# Given passage:
The Barley Mow lasted until 1910 by which time it was being supplied by Wilson’s brewery of Newton Heath, Manchester. Later in the twentieth century Wilson’s were a major supplier of beers in Bolton. 

The premises were demolished soon afterwards and in time the rest of the buildings between Burns Street and Thynne Street were also pulled down. For some years from the 1940s up to the expansion of Moor Lane bus station in 1969 this parcel of land was used as a small bus station by operators such as Salford Corporation Transport and Lancashire United Transport. Salford’s number 8 bus to Manchester used this small station which consisted of no more than a few stone shelters.  A 1958 map of Bolton bus services shows that the number 12 to Manchester, the 41 to Worsley and Eccles, the 49 to Union Road Mills, the 51 to Little Lever and the 52 to Bury via Little Lever and Radcliffe all left from this bus station. When the buses moved to Moor Lane the land was used as storage by Thistlethwaites Tyres. When the news Sainsbury’s was built Thistlethwaites moved across Burns Street to occupy the whole parcel of land that once contained the Barley Mow.


 “John McDermott, 19, was indicted for stealing from the person of Robert McClenahan, a silver lever watch and three shillings in money on 28 June. Mr Marshall prosecuted and Mr Cottingham defended. The parties were drinking together on the day in question and at the Barley Mow on Crook Street, prosecutor fell asleep. He awoke at eleven o’clock at night, but the prisoner had then left, and the watch and money were gone. The prosecutor was drunk at the time, and admitted in cross-examination that it was probable he might have asked the prisoner to take care of the watch. Evidence as to the character of the witness was given and by direction of the Recorder a verdict of not guilty was at once returned. The Recorder, in discharging the prisoner, said that in this case the prosecutor was more to blame than the prisoner, and he ought to leave that court thoroughly ashamed of himself for his conduct.”

Bolton Evening News, 23 July 1869.

Thursday, 19 November 2015

Dog And Partridge, 22 - 24 Manor Street, Bolton


Dog and Partridge Manor Street Bolton




On 31 August 2015 Neil Piper, the landlord of the Dog and Partridge, wrote on the pub’s website that the D&P would not be reopening and would soon be demolished. It had already been closed for ten months after a car drove through the traffic lights at the bottom of Kay Street and into a side wall narrowly missing Neil and some visitors who had been sitting in the vault just a few minutes earlier. The damage sustained in the incident and in a series of subsequent break-ins that easily ran into double figures meant the pub was uneconomical to repair.

# What is asked:
[1] Print the stretch of the Bolton pubs text from "Bolton Evening News, 23" through "uneconomical to repair.".
[2] List every bus route number that the 1958 map in the Bolton pubs text shows leaving from the small bus station.
The data after this point comes from a separate source.

# Data excerpt:
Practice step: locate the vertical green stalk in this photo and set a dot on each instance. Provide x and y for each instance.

# Answers to the exercise:
[1]
Bolton Evening News, 23 July 1869.

Thursday, 19 November 2015

Dog And Partridge, 22 - 24 Manor Street, Bolton


Dog and Partridge Manor Street Bolton




On 31 August 2015 Neil Piper, the landlord of the Dog and Partridge, wrote on the pub’s website that the D&P would not be reopening and would soon be demolished. It had already been closed for ten months after a car drove through the traffic lights at the bottom of Kay Street and into a side wall narrowly missing Neil and some visitors who had been sitting in the vault just a few minutes earlier. The damage sustained in the incident and in a series of subsequent break-ins that easily ran into double figures meant the pub was uneconomical to repair.

[2] 12, 41, 49, 51, 52